==== TEXT SECTION

The decision



Upper Tribunal
(Immigration and Asylum Chamber) Appeal Number: HU/09890/2018


THE IMMIGRATION ACTS


Heard at Field House
Decision & Reasons Promulgated
On 8 October 2019
17 October 2019



Before

THE HONOURABLE MR JUSTICE WARBY
UPPER TRIBUNAL JUDGE CANAVAN


Between

Adekola [A]
(aka: TOSIN [A])
(anonymity direction NOT MADE)
Appellant
and

THE SECRETARY OF STATE FOR THE HOME DEPARTMENT
Respondent


Representation:
For the Appellant: Mr M. West, instructed by SLA Solicitors
For the Respondent: Ms S. Cunha, Senior Home Office Presenting Officer


DECISION AND REASONS
1. The appellant appealed the respondent's decision dated 9 April 2018 to refuse to revoke a deportation order and to refuse a human rights claim.
2. The appeal was dismissed by First-tier Tribunal Judge Bart-Stewart ("the judge") in a decision promulgated on 25 March 2019. The judge considered the appellant's immigration history [2-6]. The appellant has never had leave to remain in the UK. He has been removed to Nigeria on two occasions since he first arrived in the UK in October 2001. When he was removed to Nigeria on 17 July 2009 the appellant was subject to a deportation order, which excluded him from the UK for a period of at least ten years. The judge noted that the appellant returned to the UK the same year and remained here ever since. The judge considered the details of the offences committed by the appellant which led to the making of the deportation order [8-11]. She outlined the reasons given by the Secretary of State for refusing to revoke the deportation order with reference to the relevant provisions relating to the assessment of the appellant's private and family life under Article 8 of the European Convention. The judge then summarised the evidence given by the appellant and his partner at the hearing [30-50]. She made her findings from [51] onwards. At [56] the judge found that the appellant knowingly returned to the UK in breach of the deportation order. Not only did he return in breach, which is a criminal offence, but he used a forged passport to do so.
3. In considering whether there were any grounds for the deportation order to be revoked the judge referred to relevant provisions in the immigration rules. At [59] of the decision she set out the wording of paragraphs 391 and 399D of the immigration rules. At [60], she considered the substance of the test outlined in 391(a). She found that the appellant did not meet the requirements for ten years exclusion. She noted that he spent little time in Nigeria following his deportation before returning to the UK in breach of the deportation order. The judge concluded at [60] that the appellant had raised nothing that could be considered 'exceptional circumstances' to justify revoking the order. At [61], the judge went on to consider whether there were any circumstances to justify revoking the order on human rights grounds. In doing so, she referred to relevant aspects of the immigration rules at paragraphs 399 and 399A, which set out the Secretary of State's position as to where a fair balance should be struck in such cases. She directed herself to the correct test in those rules.

========

§ EXERCISES
a - According to the tribunal decision, on what date did the First-tier Tribunal promulgate its decision?
b - In the entries, replace "even-odd" with "nonzero" in the part that opens with the line containing "--target white lamb" and closes with the line containing "331], [352, 363]]". Return only those lines, otherwise unchanged.
The tribunal decision and the entries that follow it come from unrelated sources.

==== DATA FOR PROCESSING

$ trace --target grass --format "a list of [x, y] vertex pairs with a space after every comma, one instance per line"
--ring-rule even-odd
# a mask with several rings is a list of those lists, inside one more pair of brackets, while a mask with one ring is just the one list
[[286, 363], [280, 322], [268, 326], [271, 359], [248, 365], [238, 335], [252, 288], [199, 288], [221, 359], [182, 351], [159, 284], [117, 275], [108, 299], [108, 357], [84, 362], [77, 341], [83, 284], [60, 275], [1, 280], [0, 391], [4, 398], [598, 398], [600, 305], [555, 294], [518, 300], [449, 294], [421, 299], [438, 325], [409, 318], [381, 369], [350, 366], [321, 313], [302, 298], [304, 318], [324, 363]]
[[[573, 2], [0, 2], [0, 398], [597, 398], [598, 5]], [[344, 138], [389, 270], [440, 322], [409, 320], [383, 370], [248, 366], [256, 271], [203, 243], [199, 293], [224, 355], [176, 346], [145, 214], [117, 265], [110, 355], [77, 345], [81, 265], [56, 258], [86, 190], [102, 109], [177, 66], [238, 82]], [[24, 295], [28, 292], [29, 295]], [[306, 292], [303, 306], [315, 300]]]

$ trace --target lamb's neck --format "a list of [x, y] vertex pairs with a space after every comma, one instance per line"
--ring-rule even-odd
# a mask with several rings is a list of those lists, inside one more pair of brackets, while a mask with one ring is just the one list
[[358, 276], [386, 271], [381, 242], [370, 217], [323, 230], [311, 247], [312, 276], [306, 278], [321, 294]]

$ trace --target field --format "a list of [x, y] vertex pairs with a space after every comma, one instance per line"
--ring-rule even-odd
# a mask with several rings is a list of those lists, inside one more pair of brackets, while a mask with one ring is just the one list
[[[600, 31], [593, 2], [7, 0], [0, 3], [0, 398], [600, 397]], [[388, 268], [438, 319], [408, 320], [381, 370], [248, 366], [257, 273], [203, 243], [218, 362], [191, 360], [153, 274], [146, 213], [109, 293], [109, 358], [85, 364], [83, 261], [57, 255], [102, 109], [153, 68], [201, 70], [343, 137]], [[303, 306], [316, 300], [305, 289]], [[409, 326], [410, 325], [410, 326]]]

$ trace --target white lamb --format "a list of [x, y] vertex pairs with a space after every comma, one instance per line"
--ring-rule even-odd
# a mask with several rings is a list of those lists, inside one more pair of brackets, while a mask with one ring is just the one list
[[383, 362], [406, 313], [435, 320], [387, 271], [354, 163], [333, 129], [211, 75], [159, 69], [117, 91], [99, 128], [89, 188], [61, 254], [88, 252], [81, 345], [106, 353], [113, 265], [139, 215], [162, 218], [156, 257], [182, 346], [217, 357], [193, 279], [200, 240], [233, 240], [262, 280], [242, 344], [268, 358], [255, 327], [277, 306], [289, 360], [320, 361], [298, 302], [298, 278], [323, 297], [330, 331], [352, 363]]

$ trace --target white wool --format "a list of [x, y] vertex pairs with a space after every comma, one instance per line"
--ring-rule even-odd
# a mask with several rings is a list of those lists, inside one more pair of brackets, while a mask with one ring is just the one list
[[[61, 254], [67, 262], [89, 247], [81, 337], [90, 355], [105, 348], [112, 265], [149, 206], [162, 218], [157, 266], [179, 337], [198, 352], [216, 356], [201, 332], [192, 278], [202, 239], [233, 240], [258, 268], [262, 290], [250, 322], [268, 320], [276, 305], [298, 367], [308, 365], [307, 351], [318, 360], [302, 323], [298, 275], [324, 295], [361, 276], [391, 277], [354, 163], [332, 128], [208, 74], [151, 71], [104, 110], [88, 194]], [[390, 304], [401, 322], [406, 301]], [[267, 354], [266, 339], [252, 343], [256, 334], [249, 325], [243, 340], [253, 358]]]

========

§ TASK ANSWERS
a - 25 March 2019

b -
$ trace --target white lamb --format "a list of [x, y] vertex pairs with a space after every comma, one instance per line"
--ring-rule nonzero
# a mask with several rings is a list of those lists, inside one more pair of brackets, while a mask with one ring is just the one list
[[383, 362], [406, 313], [435, 320], [387, 271], [354, 163], [333, 129], [211, 75], [159, 69], [117, 91], [99, 128], [89, 188], [61, 254], [88, 252], [81, 345], [106, 353], [113, 265], [139, 215], [162, 218], [156, 257], [182, 346], [217, 357], [193, 279], [200, 240], [233, 240], [262, 280], [242, 344], [268, 358], [255, 327], [277, 306], [289, 360], [320, 361], [298, 302], [298, 278], [323, 297], [330, 331], [352, 363]]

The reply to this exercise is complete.